Exercise goal =>
All of the records listed below should be retyped exactly.

Provided records =>
□ □ □ □ □
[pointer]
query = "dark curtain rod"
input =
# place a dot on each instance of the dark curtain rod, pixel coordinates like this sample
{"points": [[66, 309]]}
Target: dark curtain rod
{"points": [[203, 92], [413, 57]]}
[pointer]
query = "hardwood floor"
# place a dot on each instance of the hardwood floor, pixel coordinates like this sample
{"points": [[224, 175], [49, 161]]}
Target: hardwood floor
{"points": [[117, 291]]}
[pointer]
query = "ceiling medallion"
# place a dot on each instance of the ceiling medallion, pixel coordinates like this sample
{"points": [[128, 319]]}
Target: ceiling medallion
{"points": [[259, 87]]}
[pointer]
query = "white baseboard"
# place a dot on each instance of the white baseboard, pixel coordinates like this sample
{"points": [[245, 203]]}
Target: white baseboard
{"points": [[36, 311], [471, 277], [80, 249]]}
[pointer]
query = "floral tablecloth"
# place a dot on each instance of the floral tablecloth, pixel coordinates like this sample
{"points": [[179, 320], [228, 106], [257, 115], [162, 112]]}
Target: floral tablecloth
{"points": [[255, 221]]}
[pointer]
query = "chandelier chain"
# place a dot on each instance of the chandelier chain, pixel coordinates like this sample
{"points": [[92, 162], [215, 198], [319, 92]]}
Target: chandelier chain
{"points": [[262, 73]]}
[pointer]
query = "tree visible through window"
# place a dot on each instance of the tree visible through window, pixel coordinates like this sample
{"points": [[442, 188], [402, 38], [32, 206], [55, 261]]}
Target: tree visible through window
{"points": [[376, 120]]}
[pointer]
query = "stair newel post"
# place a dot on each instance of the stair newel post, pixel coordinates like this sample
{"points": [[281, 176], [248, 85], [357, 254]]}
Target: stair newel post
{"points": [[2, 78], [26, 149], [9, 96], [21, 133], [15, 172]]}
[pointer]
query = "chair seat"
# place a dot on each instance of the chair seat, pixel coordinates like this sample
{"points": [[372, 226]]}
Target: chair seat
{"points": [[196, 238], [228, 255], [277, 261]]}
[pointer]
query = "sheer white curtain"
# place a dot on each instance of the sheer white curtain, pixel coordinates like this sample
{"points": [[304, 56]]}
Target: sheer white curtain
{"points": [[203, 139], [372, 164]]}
□ □ □ □ □
Response =>
[pointer]
query = "dark curtain rod"
input =
# place a dot on each instance of the dark curtain rod, pixel coordinates like this sample
{"points": [[66, 309]]}
Target: dark curtain rod
{"points": [[203, 92], [413, 57]]}
[pointer]
query = "hardwood floor"
# place a dot on each instance of the hardwood floor, pixel coordinates like this sample
{"points": [[224, 175], [49, 161]]}
Target: hardwood floor
{"points": [[117, 291]]}
[pointer]
query = "ceiling medallion"
# place a dot on each instance of the ceiling medallion, pixel coordinates like this sample
{"points": [[128, 319]]}
Target: ceiling medallion
{"points": [[259, 87]]}
[pointer]
query = "white baseboard"
# place a dot on each instance of the white baseboard, pixel coordinates like this sample
{"points": [[245, 203]]}
Target: white baseboard
{"points": [[36, 311], [471, 277], [80, 249]]}
[pointer]
query = "floral tablecloth"
# place a dot on each instance of the floral tablecloth, pixel coordinates like this sample
{"points": [[179, 320], [228, 106], [257, 115], [162, 112]]}
Target: floral tablecloth
{"points": [[255, 221]]}
[pointer]
query = "chandelier chain"
# place a dot on each instance of the chandelier chain, pixel coordinates like this sample
{"points": [[92, 162], [215, 198], [319, 92]]}
Target: chandelier chain
{"points": [[262, 73]]}
[pointer]
query = "tree visible through window"
# place a dot on each instance of the tree visible through window, pixel coordinates like this sample
{"points": [[442, 188], [402, 38], [32, 206], [55, 261]]}
Target: tree visible through window
{"points": [[376, 120]]}
[pointer]
query = "stair newel post"
# place a dot on each instance of the stair newel post, pixel coordinates like this sample
{"points": [[281, 176], [248, 85], [357, 254]]}
Target: stair newel post
{"points": [[2, 78], [26, 149], [9, 96], [21, 133], [15, 172]]}
[pointer]
query = "chair seat"
# place a dot on each instance of the chair seat, pixel coordinates like this sample
{"points": [[372, 226]]}
Target: chair seat
{"points": [[196, 238], [228, 255], [277, 261]]}
[pointer]
query = "sheer white curtain"
# place a dot on each instance of the sheer white curtain, pixel coordinates like this sample
{"points": [[304, 56]]}
Target: sheer white curtain
{"points": [[203, 139], [372, 164]]}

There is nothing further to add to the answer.